| Direction A |
From the excerpt on bank penalties below, print the part between "6. Citigroup—2003" and "in such companies.", inclusive.
| Direction B |
Answer these questions from the excerpt on bank penalties below:
(i) What penalty did Goldman Sachs receive in 2010?
(ii) About how much of the 2012 settlement did JPMorgan pay?
(iii) How much did Citigroup pay to provide clients with independent research and investor education?

| Reading passage |
#####

Fallout: Little beyond the penalty, which was split evenly between the SEC and NASD. The New York Times quoted Jay Ritter, a finance professor at the University of Florida, as saying about the enforcement action: "I would categorize it largely as a slap on the wrist."
6. Citigroup—2003
Penalty: $400 million
Misdeed: Analysts created reports that minimized the risks in investing in certain telecom companies. This led investors to be overconfident in investing in such companies.
Fallout: Citigroup agreed to a $150 million fine, returned $150 million of ill-gotten gains, and paid $100 million to provide clients with independent research and investor education.
5. JPMorgan Chase and Credit Suisse—2012
Penalty: $417 million
Misdeed: Packaging and selling troubled mortgages to investors. As is often the case, the banks neither admitted nor denied guilt.
Fallout: So far, not much beyond the settlement, of which JPMorgan paid about $297 million. Some observers, according to The New York Times, think Credit Suisse's CEO, Brady Dougan, could be out of a job this year. Of course, the mortgage fiasco is not cited as a reason.
4. Goldman Sachs—2010
Penalty: $550 million
Misdeed: Defrauding investors in a mortgage-backed security fund by allowing a manager to choose investments he thought would lose. The manager made money by betting against the funds.
Fallout: Investors lost more than a billion dollars. They received $250 million from the settlement. Goldman Sachs admitted no wrongdoing.
3. Bank of America, Fleet Boston—2004
Penalty: $675 million
Misdeed: The banks, which had agreed to merge when the penalty was handed down, were accused of separate actions involving the trading of funds. BofA engaged in market timing while Fleet allowed top investors to engage in secret deals not offered to ordinary investors.

#####

| Given data |
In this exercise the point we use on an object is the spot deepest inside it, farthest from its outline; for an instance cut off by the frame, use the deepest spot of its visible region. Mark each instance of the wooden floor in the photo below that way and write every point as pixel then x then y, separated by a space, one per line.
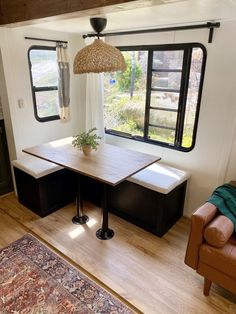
pixel 147 271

#####

| Worked solution A |
6. Citigroup—2003
Penalty: $400 million
Misdeed: Analysts created reports that minimized the risks in investing in certain telecom companies. This led investors to be overconfident in investing in such companies.

| Worked solution B |
(i) $550 million
(ii) About $297 million
(iii) $100 million